What is required ->
Transcribe the data below exactly as it appears, everything from its first line down through the line containing "[[[68,158],[68,146],[66,145],[66,156]]]", with that line included. Leave the pictures out.

— START Dataset rows —

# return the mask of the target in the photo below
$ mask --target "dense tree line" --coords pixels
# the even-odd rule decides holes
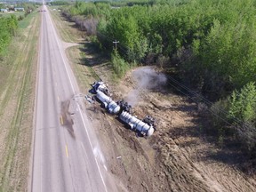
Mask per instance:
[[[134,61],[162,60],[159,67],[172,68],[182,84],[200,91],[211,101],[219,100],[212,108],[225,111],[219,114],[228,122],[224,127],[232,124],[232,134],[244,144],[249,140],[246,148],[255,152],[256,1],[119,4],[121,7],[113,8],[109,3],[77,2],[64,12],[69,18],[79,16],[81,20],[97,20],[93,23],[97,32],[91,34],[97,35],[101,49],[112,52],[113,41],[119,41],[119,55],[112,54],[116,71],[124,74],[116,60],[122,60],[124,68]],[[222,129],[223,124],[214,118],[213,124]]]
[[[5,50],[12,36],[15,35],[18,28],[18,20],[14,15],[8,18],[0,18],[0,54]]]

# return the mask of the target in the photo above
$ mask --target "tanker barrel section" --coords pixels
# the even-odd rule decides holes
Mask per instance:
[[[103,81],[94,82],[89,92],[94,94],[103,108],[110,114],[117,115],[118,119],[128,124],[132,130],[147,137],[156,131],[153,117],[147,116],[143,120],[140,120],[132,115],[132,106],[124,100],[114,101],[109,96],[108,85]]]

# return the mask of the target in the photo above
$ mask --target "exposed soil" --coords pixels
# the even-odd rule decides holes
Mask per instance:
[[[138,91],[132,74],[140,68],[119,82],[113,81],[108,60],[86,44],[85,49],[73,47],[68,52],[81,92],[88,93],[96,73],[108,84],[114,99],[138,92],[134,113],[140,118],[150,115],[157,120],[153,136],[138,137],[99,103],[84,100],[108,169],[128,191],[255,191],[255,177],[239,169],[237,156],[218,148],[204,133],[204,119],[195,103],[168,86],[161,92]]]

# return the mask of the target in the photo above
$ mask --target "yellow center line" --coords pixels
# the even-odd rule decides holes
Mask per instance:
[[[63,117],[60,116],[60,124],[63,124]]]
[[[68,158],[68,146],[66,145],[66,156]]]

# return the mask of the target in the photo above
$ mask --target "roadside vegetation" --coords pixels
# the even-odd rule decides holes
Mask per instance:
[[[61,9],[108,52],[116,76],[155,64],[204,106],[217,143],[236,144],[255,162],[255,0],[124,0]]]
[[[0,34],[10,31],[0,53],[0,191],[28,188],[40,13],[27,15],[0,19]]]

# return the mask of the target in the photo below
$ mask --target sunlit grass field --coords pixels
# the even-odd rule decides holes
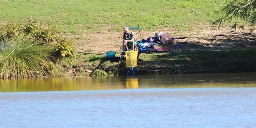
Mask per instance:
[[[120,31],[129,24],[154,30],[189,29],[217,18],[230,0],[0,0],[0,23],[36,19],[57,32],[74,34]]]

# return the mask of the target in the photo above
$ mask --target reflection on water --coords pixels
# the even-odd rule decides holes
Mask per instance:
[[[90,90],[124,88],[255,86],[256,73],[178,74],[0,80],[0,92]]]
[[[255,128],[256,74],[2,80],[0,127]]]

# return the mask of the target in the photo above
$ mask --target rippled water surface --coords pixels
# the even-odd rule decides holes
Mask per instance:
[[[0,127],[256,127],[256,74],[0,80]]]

— END Dataset rows —

Correct result ->
# return the mask of the target in the photo below
$ mask --target "dense tree line" --coords pixels
# the even-odd rule decides holes
Mask per instance:
[[[134,61],[162,60],[159,67],[172,68],[182,84],[200,91],[211,101],[219,100],[212,108],[225,111],[219,114],[228,122],[224,127],[232,124],[232,134],[244,144],[249,140],[246,148],[255,152],[256,1],[119,4],[121,7],[113,8],[109,3],[77,2],[64,12],[69,18],[79,16],[81,20],[97,20],[93,23],[97,32],[91,34],[97,35],[101,49],[112,52],[113,41],[119,41],[119,55],[112,54],[116,71],[124,74],[116,60],[122,60],[124,68]],[[222,129],[223,124],[214,118],[213,124]]]
[[[5,50],[12,36],[15,35],[18,28],[18,20],[14,15],[8,18],[0,18],[0,54]]]

# return the mask of the target in the photo above
$ mask --target "tanker barrel section" --coords pixels
# the even-odd rule decides holes
Mask per instance:
[[[103,81],[94,82],[89,92],[94,94],[103,108],[110,114],[117,115],[118,119],[128,124],[132,130],[147,137],[156,131],[153,117],[147,116],[143,120],[140,120],[132,115],[132,106],[124,100],[114,101],[109,96],[108,85]]]

# return the mask of the target in the photo above
$ mask --target "exposed soil" --coords pixels
# the even-odd rule decides holes
Mask per instance:
[[[138,91],[132,74],[140,68],[119,82],[113,81],[108,60],[86,44],[85,49],[73,47],[68,52],[81,92],[88,93],[96,73],[108,84],[114,99],[138,92],[134,113],[140,118],[150,115],[157,120],[153,136],[138,137],[99,103],[84,100],[108,169],[128,191],[255,191],[255,177],[239,169],[237,156],[218,148],[204,133],[204,119],[195,103],[168,86],[161,92]]]

# return the mask of the target in the photo above
$ mask --target "yellow center line" --coords pixels
# the even-odd rule decides holes
Mask per instance:
[[[63,117],[60,116],[60,124],[63,124]]]
[[[68,158],[68,146],[66,145],[66,156]]]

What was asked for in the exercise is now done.